SOURCE EXTRACT:

As of September 30, 2021, we had cash and cash equivalents of $973,172. To date, we have financed our operations primarily through revenue generated from operations, cash proceeds from financing activities, borrowings, and equity contributions by our shareholders.

 

Although we do not believe that we will require additional cash to continue our operations over the next twelve months (i.e., we do not believe that there is a going concern issue), we do believe additional funds are required to execute our business plan and our strategy of acquiring additional businesses. The funds required to execute our business plan will depend on the size, capital structure and purchase price consideration that the seller of a target business deems acceptable in a given transaction. The amount of funds needed to execute our business plan also depends on what portion of the purchase price of a target business the seller of that business is willing to take in the form of seller notes or our equity or in one of our subsidiaries. Given these factors, we believe that the amount of outside additional capital necessary to execute our business plan on the low end (assuming target company sellers accept a significant portion of the purchase price in the form of seller notes or our equity or in one of our subsidiaries) ranges between $100,000 to $250,000. If, and to the extent, that sellers are unwilling to accept a significant portion of the purchase price in seller notes and equity, then the cash required to execute our business plan could be as much as $5,000,000. We will seek growth as funds become available from cash flow, borrowings, additional capital raised privately or publicly, or seller retained financing.

INFORMATION SHOWN:
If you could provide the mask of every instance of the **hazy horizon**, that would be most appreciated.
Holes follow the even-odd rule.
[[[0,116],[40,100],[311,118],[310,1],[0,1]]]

YOUR TASKS:
1/ From the liquidity passage, quote the words between "As of September" and "by our shareholders.", inclusive.
2/ According to the liquidity passage, how much cash and cash equivalents were held as of September 30, 2021?
3/ Carry on the liquidity passage from its last sentence.

ANSWER LIST:
1/
As of September 30, 2021, we had cash and cash equivalents of $973,172. To date, we have financed our operations primarily through revenue generated from operations, cash proceeds from financing activities, borrowings, and equity contributions by our shareholders.

2/ $973,172.

3/
 

Our primary use of funds will be for future acquisitions, public company expenses including regular distributions to our shareholders, investments in future acquisitions, payments to the Manager pursuant to the management services agreement, potential payment of profit allocation to the Manager and potential put price to the Manager in respect of the allocation shares it owns. The management fee, expenses, potential profit allocation and potential put price are paid before distributions to shareholders and may be significant and exceed the funds we hold, which may require us to dispose of assets or incur debt to fund such expenditures. See Item 1. “Business—Our Manager” included in our Annual Report on Form 10-K for the year ended December 31, 2020 for more information concerning the management fee, the profit allocation and put price.

 

The amount of management fee paid to the Manager by us is reduced by the aggregate amount of any offsetting management fees, if any, received by the Manager from any of our businesses. As a result, the management fee paid to the Manager may fluctuate from quarter to quarter. The amount of management fee paid to the Manager may represent a significant cash obligation. In this respect, the payment of the management fee will reduce the amount of cash available for distribution to shareholders.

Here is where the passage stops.